— EXERCISE AIM —
Transcribe each record precisely; images stay out.

::: AVAILABLE RECORDS

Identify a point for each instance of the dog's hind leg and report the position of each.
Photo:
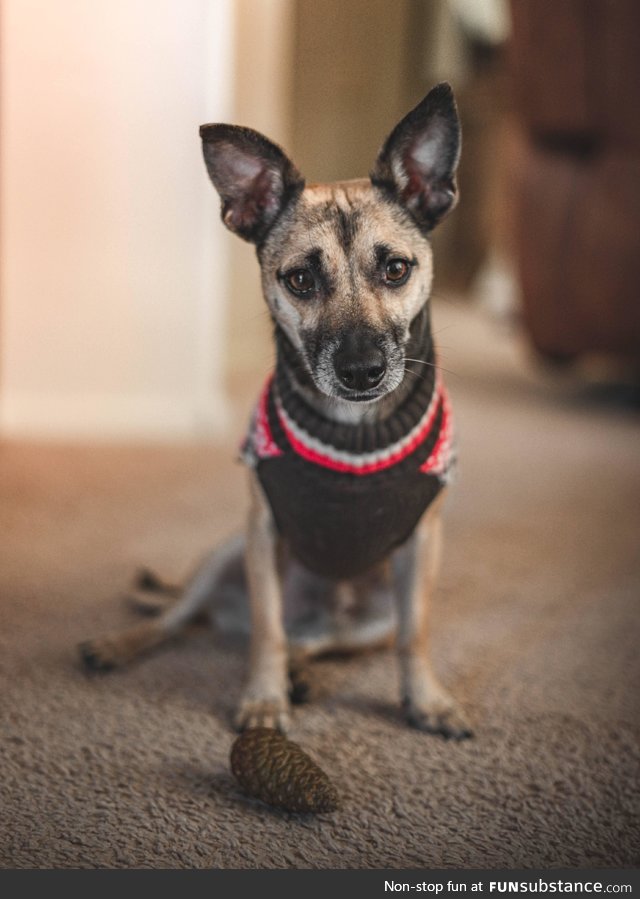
(427, 704)
(265, 700)
(119, 648)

::::::

— TASK SOLUTION —
Identify a point for each instance of the dog's hind leg and report the position of each.
Photo:
(427, 704)
(265, 700)
(119, 648)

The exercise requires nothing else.